>> start PASSAGE TO READ

For test purpose, I need to construct an object on non-zero memory. This could be done with:

{     struct Type { /* IRL not empty */};     std::array<unsigned char, sizeof(Type)> non_zero_memory;     non_zero_memory.fill(0xC5);     auto const& t = *new(non_zero_memory.data()) Type;     // t refers to a valid Type whose initialization has completed.     t.~Type(); } 

Since this is tedious and made multiple times, I'd like to provide a function returning a smart pointer to such a Type instance. I came up with the following, but I fear undefined behavior lurk somewhere.

Question

Is the following program well defined? Especially, is the fact that a std::byte[] has been allocated but a Type of equivalent size is freed an issue?

#include <cstddef> #include <memory> #include <algorithm>  auto non_zero_memory(std::size_t size) {     constexpr std::byte non_zero = static_cast<std::byte>(0xC5);      auto memory = std::make_unique<std::byte[]>(size);     std::fill(memory.get(), memory.get()+size, non_zero);     return memory; }  template <class T> auto on_non_zero_memory() {     auto memory = non_zero_memory(sizeof(T));     return std::shared_ptr<T>(new (memory.release()) T()); }      int main() {     struct Type { unsigned value = 0; ~Type() {} }; // could be something else     auto t = on_non_zero_memory<Type>();     return t->value; } 

Live demo

 


The rule is that if a type has a trivial destructor, you don't need to call it. So, this:

return std::shared_ptr<T>(new (memory.release()) T()); 

is almost well formed. It omits the destructor of the sizeof(T) std::bytes, which is fine, constructs a new T in the memory, which is fine, and then the destructor for std::shared_ptr calls the matching destructor for T that was constructed. However, it doesn't call delete[] for the std::byte array.

>> end PASSAGE TO READ
>> start GIVEN ENTRIES

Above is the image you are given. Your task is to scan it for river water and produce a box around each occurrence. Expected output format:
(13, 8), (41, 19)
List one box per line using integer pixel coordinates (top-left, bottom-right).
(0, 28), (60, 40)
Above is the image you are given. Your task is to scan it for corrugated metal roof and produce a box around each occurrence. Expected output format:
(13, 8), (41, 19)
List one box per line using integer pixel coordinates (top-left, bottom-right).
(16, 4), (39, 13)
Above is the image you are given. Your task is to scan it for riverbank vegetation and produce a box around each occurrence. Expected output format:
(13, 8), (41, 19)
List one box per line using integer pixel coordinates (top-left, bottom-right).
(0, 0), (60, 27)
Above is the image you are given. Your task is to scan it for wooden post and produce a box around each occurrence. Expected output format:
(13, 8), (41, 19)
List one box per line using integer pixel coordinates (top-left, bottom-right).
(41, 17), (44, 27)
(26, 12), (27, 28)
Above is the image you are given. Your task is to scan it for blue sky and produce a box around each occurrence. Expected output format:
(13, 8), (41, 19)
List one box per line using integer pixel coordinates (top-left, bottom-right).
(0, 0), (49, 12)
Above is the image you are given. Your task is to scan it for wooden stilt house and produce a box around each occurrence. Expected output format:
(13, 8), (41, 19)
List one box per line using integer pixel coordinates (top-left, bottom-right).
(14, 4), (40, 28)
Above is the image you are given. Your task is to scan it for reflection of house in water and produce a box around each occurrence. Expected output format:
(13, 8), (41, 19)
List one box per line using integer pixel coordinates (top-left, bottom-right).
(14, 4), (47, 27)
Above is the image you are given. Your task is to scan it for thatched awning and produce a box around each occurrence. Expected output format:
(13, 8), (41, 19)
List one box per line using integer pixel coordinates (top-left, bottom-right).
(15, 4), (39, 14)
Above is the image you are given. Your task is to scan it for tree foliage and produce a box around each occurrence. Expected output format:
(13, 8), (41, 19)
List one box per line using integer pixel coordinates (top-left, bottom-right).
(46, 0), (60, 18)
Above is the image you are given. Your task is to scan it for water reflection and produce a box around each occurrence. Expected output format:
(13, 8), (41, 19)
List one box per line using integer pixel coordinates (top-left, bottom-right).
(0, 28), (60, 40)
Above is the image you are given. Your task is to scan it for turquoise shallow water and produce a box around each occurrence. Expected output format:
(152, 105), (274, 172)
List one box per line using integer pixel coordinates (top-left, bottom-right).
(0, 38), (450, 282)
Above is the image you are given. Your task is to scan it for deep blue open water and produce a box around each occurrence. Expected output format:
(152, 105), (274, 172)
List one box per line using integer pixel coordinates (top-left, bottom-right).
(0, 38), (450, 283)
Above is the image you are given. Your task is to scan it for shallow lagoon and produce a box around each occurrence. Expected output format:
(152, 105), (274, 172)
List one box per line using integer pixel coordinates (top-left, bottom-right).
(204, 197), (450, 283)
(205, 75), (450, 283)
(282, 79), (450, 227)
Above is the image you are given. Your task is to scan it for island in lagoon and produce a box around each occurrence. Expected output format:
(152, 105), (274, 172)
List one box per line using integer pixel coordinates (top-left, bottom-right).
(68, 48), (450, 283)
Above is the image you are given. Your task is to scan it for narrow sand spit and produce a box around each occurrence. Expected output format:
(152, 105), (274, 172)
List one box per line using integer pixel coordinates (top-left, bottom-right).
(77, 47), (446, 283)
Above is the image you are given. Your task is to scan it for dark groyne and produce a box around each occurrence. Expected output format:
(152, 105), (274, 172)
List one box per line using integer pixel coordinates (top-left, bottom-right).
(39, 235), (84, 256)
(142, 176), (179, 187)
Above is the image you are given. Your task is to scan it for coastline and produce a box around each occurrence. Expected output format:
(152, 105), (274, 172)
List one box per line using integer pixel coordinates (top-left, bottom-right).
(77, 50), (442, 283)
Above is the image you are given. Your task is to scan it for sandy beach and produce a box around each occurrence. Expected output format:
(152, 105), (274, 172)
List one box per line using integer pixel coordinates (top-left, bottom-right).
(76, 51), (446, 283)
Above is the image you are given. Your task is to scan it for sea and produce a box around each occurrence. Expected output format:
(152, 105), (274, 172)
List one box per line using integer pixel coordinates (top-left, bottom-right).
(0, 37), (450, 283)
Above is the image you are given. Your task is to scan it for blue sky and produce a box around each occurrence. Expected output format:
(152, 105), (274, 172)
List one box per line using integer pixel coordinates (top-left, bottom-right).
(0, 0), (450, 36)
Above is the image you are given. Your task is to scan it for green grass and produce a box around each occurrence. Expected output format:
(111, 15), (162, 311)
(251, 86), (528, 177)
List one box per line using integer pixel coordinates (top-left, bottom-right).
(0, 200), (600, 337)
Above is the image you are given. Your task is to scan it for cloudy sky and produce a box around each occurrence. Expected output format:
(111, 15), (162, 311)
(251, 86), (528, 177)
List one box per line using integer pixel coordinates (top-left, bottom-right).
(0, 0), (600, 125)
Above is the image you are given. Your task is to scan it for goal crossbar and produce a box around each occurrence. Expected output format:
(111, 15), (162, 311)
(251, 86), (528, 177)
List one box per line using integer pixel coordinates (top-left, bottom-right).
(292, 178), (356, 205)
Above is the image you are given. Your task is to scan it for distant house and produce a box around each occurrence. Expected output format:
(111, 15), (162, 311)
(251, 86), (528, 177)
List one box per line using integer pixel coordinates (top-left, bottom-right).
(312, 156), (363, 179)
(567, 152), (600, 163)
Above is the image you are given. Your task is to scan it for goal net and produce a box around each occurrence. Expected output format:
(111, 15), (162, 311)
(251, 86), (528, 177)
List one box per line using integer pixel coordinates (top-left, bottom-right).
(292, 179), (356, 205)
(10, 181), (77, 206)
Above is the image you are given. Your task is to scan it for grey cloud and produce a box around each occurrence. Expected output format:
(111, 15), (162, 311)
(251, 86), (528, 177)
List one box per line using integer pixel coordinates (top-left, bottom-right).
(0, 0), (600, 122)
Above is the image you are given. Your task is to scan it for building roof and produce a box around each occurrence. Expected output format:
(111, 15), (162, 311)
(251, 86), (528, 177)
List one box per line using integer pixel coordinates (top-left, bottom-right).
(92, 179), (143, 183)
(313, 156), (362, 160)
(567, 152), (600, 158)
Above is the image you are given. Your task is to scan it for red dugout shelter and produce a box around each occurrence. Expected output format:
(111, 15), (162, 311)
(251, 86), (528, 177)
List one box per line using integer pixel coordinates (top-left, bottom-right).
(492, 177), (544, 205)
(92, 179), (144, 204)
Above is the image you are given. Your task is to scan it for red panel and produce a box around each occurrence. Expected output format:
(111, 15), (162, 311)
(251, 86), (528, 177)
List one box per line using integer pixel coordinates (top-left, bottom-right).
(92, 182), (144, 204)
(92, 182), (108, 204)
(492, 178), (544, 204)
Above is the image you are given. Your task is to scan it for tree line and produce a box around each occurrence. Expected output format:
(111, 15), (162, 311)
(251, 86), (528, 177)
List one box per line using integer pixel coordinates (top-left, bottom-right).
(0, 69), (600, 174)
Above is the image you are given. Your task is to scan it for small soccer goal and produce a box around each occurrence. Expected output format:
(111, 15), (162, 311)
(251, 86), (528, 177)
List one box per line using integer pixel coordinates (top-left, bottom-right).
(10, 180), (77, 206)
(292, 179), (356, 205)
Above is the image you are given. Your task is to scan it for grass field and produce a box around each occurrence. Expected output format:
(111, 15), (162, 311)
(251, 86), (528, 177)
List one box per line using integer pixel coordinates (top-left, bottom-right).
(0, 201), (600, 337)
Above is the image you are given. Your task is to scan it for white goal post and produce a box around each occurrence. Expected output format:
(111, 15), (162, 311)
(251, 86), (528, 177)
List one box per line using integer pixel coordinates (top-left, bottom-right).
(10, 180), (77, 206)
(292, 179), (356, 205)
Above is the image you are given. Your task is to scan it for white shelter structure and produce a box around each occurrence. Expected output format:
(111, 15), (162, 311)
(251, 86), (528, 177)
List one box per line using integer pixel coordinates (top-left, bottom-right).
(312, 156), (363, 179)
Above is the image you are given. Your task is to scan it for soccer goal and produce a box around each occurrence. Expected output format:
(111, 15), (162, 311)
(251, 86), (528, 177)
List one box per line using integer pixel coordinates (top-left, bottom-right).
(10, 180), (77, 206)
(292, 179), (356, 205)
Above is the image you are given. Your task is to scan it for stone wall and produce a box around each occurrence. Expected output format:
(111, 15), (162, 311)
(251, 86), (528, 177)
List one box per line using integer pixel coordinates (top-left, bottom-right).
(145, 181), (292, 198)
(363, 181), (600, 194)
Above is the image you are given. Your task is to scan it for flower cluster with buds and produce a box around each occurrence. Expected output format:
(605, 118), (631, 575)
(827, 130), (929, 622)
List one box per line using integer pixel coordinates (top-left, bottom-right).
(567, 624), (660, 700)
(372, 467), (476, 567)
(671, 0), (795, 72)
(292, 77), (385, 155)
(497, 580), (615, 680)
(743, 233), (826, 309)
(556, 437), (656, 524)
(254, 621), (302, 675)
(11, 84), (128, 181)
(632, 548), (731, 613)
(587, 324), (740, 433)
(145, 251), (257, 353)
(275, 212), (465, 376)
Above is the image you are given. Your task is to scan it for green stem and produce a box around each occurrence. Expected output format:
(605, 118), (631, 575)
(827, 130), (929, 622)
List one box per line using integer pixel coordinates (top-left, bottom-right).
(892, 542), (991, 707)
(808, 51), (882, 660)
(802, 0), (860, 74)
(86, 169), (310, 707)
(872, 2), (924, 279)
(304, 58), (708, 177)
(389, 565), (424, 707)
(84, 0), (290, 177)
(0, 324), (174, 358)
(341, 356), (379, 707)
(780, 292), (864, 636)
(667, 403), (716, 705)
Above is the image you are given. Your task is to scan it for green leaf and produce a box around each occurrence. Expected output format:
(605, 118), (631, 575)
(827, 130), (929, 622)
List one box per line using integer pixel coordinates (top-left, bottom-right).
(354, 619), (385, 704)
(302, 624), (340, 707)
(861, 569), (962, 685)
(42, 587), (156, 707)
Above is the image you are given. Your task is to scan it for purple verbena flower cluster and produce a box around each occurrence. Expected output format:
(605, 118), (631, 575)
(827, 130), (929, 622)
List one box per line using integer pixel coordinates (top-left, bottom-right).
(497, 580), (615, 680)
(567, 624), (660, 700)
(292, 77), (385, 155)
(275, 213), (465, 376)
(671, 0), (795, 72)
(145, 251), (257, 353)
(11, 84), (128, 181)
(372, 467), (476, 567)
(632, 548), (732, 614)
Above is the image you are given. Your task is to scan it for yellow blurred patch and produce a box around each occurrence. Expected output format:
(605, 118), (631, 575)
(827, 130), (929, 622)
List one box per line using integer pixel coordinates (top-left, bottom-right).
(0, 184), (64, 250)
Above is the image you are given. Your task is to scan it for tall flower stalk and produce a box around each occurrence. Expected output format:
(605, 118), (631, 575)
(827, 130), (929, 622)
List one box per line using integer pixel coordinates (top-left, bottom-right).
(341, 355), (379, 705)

>> end GIVEN ENTRIES

GIVEN TASK
Please mark each statement (a), (b), (c) yes or no according to the thread on constructing objects in non-zero memory, and quote the thread's deciding words exactly: (a) The memory is filled with the value 0xC5. (b) The reply says a destructor must be called even when the type's destructor is trivial. (c) The reply says the shared_ptr version calls delete[] for the std::byte array.

COMPLETE OUTPUT
(a) Yes: "non_zero_memory.fill(0xC5);"
(b) No: "The rule is that if a type has a trivial destructor, you don't need to call it."
(c) No: "However, it doesn't call delete[] for the std::byte array."